Object pointing dataset rows:

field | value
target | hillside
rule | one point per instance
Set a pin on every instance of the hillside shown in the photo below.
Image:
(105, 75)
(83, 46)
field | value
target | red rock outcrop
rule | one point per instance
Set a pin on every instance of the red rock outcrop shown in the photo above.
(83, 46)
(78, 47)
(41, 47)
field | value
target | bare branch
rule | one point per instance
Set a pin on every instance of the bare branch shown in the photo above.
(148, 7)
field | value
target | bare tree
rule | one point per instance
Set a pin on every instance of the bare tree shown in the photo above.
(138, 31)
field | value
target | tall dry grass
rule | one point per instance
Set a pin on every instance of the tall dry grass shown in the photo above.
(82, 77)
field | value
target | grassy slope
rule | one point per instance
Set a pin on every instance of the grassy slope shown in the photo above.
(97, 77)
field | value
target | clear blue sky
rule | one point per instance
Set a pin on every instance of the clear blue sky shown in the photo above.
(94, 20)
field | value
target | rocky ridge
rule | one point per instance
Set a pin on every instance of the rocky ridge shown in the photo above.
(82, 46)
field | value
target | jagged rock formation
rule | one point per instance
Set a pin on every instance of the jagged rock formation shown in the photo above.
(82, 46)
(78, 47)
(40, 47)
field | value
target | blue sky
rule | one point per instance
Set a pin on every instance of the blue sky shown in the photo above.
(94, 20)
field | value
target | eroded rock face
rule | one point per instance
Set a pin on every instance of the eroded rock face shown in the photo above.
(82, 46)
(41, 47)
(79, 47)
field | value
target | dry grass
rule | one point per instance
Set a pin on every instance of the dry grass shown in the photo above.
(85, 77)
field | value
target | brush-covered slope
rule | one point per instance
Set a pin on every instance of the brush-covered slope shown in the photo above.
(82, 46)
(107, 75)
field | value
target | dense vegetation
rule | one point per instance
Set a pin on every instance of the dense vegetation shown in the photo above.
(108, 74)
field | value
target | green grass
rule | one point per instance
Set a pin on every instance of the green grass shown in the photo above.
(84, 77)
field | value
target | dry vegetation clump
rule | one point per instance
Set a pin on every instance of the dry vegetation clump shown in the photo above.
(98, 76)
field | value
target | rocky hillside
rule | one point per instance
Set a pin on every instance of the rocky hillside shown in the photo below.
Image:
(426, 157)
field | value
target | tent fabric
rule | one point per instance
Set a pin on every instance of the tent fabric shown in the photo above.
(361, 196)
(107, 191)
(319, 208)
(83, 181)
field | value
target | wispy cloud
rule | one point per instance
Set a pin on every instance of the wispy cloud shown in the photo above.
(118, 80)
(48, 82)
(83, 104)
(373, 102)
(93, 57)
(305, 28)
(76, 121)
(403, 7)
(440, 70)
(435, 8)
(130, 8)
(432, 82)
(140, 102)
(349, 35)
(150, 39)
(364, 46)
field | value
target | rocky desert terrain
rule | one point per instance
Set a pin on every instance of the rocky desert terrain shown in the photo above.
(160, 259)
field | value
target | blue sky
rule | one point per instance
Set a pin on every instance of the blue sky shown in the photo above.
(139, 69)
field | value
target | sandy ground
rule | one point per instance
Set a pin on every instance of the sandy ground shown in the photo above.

▸ **Work to be completed**
The records above should all be quoted exactly, please.

▸ **Answer for this exercise**
field | value
target | hillside
rule | one point per instance
Set a pin on every instance of the hillside shown in the photo below.
Image:
(105, 75)
(83, 46)
field | value
target | red rock outcrop
rule | one point per instance
Set a pin on every instance of the red rock outcrop shown in the photo above.
(83, 46)
(78, 47)
(41, 47)
field | value
target | bare branch
rule | one point per instance
Set a pin on every instance of the bare branch shown in the photo above.
(148, 7)
field | value
target | bare tree
rule | one point per instance
Set a pin on every instance of the bare tree shown in the photo above.
(138, 31)
field | value
target | tall dry grass
rule | one point per instance
Set a pin on every instance of the tall dry grass shown in the photo above.
(82, 77)
field | value
target | grassy slope
rule | one point per instance
Set a pin on every instance of the grassy slope shown in the photo above.
(97, 77)
field | value
target | clear blue sky
rule | one point per instance
Set a pin on every instance of the clear blue sky shown in the photo above.
(94, 20)
field | value
target | rocky ridge
rule | one point per instance
Set a pin on every instance of the rocky ridge shown in the photo above.
(82, 46)
field | value
target | jagged rock formation
rule | one point per instance
Set a pin on every instance of the jagged rock formation shown in the photo above.
(82, 46)
(78, 47)
(40, 47)
field | value
target | blue sky
rule | one point per instance
Set a pin on every instance of the blue sky shown in the photo above.
(94, 20)
field | value
target | eroded rock face
rule | one point per instance
Set a pin on every instance of the eroded rock face shown in the photo above.
(82, 46)
(41, 47)
(79, 47)
field | value
target | dry grass
rule | one point per instance
Set a pin on every instance of the dry grass shown in the photo above.
(85, 77)
field | value
target | brush-covered slope
rule | one point per instance
Set a pin on every instance of the brush-covered slope shown in the photo above.
(82, 46)
(107, 75)
field | value
target | dense vegetation
rule | one point per instance
Set a pin on every instance of the dense vegetation shown in the photo above.
(108, 74)
field | value
target | green grass
rule | one point per instance
Set a pin on every instance of the green grass shown in the photo above.
(84, 77)
field | value
target | dry vegetation clump
rule | one point per instance
Set a pin on every instance of the dry vegetation clump shown in the photo above.
(98, 76)
field | value
target | rocky hillside
rule | one point per instance
Set a pin on every instance of the rocky hillside shown in the photo below.
Image:
(426, 157)
field | value
target | tent fabric
rule | one point per instance
Set a pin on every instance of the tent fabric shown in the photo above.
(361, 196)
(107, 191)
(319, 208)
(83, 181)
field | value
target | wispy cloud
rule | one point per instance
Set a pin on every instance of the wispy cloud shown in the photo above.
(118, 80)
(48, 82)
(83, 104)
(373, 102)
(93, 57)
(305, 28)
(76, 121)
(403, 7)
(440, 70)
(435, 8)
(130, 8)
(432, 82)
(140, 102)
(349, 35)
(150, 39)
(364, 46)
field | value
target | rocky desert terrain
rule | one point per instance
Set a pin on every instance of the rocky desert terrain shown in the photo above.
(160, 259)
field | value
target | blue sky
rule | one point per instance
Set a pin on every instance of the blue sky shown in the photo above.
(139, 69)
field | value
target | sandy ground
rule | one point per instance
Set a pin on every instance of the sandy ground shown in the photo above.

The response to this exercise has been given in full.